═════ Texto extraído ═════

Vamos conferir a necessidade lógica do processo.
É o impeachment instituto destinado a possibilitar o afastamento de agente político, como o Presidente da República, por forma dada pela Constituição Federal e como os Governadores dos Estados, em observância às normas superiores estaduais, nos casos de instauração de processo para apuração de crimes de responsabilidade.
Essa expressão é de origem inglesa e significa impedimento, obstáculo, denúncia, acusação pública, ou destituição temporária. Em outro sentido define Plácido e Silva[1] como sendo “o procedimento parlamentar cuja finalidade é a de apurar a responsabilidade criminal de qualquer membro do governo instituído, aplicando-lhe a penalidade de destituição do cargo ou função.” Mas a doutrina o tem definido como afastamento do titular do cargo eletivo por deliberação política, inclusive aceita pelo Superior Tribunal de Justiça[2] .
Esse processo tem por objetivo afastar das funções os titulares daqueles cargos, quando responsáveis por atos contrários aos altos interesses do Estado, definidos, em leis especiais, como crimes de responsabilidade. Para os Prefeitos são ditos crimes denominadas infrações político-administrativas.

═════ Registros ═════

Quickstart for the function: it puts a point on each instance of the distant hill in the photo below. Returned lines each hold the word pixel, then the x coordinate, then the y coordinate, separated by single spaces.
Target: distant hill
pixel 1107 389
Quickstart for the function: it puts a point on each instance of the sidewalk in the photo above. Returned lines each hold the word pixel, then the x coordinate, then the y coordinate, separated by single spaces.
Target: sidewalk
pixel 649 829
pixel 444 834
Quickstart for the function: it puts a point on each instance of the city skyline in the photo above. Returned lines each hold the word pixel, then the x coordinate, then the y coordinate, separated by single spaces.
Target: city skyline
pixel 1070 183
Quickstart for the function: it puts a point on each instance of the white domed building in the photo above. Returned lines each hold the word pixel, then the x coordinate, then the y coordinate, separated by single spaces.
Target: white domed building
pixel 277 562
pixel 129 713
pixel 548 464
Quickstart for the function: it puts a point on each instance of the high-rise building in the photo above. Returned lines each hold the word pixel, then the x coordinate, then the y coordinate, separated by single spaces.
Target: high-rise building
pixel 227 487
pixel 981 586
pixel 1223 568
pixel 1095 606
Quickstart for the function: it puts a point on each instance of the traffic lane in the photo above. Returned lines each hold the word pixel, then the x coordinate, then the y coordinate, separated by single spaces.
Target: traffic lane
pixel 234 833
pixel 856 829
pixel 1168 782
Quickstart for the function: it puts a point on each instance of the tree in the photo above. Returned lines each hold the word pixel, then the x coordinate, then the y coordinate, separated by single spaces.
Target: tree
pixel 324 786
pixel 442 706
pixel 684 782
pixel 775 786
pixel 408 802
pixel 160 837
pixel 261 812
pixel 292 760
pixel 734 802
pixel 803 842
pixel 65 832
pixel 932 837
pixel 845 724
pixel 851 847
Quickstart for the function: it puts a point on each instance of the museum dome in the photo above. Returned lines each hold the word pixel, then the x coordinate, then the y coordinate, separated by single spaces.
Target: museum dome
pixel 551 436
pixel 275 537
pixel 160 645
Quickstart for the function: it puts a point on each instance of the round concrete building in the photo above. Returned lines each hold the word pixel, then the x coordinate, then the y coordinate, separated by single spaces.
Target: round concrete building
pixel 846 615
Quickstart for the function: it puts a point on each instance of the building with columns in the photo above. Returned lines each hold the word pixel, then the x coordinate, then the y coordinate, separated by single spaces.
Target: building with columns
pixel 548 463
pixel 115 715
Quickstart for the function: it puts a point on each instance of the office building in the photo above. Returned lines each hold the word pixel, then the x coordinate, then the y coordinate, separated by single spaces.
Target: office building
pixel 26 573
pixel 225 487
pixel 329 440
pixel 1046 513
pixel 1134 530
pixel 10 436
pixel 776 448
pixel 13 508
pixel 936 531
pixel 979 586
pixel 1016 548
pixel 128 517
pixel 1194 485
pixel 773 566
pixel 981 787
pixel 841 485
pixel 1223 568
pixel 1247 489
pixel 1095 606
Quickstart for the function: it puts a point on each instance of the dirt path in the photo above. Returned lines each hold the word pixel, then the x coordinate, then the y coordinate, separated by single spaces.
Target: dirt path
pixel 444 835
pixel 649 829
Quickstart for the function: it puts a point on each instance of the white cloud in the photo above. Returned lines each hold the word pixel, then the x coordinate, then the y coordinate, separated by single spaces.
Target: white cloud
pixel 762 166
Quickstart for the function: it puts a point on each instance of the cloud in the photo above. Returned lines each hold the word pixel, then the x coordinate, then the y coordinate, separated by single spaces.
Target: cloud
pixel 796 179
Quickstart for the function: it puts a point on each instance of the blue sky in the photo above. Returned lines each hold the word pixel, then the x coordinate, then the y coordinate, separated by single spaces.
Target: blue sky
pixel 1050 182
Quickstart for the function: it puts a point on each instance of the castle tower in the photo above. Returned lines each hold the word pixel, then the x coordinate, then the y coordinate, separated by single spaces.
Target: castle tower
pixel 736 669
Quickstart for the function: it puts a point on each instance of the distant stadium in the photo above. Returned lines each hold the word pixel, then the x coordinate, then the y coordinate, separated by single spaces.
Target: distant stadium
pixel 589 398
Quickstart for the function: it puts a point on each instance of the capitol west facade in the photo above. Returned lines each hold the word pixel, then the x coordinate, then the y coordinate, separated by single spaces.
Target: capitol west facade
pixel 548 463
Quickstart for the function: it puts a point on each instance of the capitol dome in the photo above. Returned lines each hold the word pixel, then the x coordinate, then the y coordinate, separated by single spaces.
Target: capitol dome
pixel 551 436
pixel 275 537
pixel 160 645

═════

### Exercício breve 1
Responda às perguntas com base no texto sobre impeachment.
(a) De que origem é a expressão "impeachment"?
(b) Que tribunal aceita a definição adotada pela doutrina?
(c) Como se denominam esses crimes no caso dos Prefeitos?
### Exercício breve 2
Transcreva literalmente o trecho do texto sobre impeachment que vai de "Esse processo tem" até "denominadas infrações político-administrativas.", inclusive.
### Exercício breve 3
Retome o texto sobre impeachment a partir do ponto em que ele termina.

### Resposta 1
(a) Inglesa.
(b) O Superior Tribunal de Justiça.
(c) Infrações político-administrativas.

### Resposta 2
Esse processo tem por objetivo afastar das funções os titulares daqueles cargos, quando responsáveis por atos contrários aos altos interesses do Estado, definidos, em leis especiais, como crimes de responsabilidade. Para os Prefeitos são ditos crimes denominadas infrações político-administrativas.

### Resposta 3
O impeachment é um processo de natureza essencialmente política e de raízes constitucionais, tendo como objetivo não a aplicação de uma pena criminal, mas a perda do mandato. Ele traduz, em função dos objetivos que persegue e das formalidades rituais a que necessariamente se sujeita, um dos mais importantes elementos de estabilização da ordem constitucional, lesada por comportamentos do Presidente da República que, configurando transgressões dos modelos normativos definidores de ilícitos político-administrativos, ofendem a integridade dos deveres do cargo e comprometem a dignidade das altas funções em cujo exercício foi investido.
Wolgran Junqueira[3] define o instituto, citando conceito de Carlos Maximiliano, informando que “o impeachment tem por finalidade impedir que o indivíduo continue no exercício do cargo, no qual está prejudicando o país (…).”
Não há impeachment de Prefeitos no nosso ordenamento jurídico. Não contempla o ordenamento a suspensão do exercício do mandato com o recebimento da denúncia ou queixa pelo Tribunal e/ou pela Câmara de Vereadores quando da instalação de processo político-administrativo.[4]
O Supremo Tribunal Federal declarou em julgamento de mandado de segurança[5] ser o impeachment um instituto político e não penal.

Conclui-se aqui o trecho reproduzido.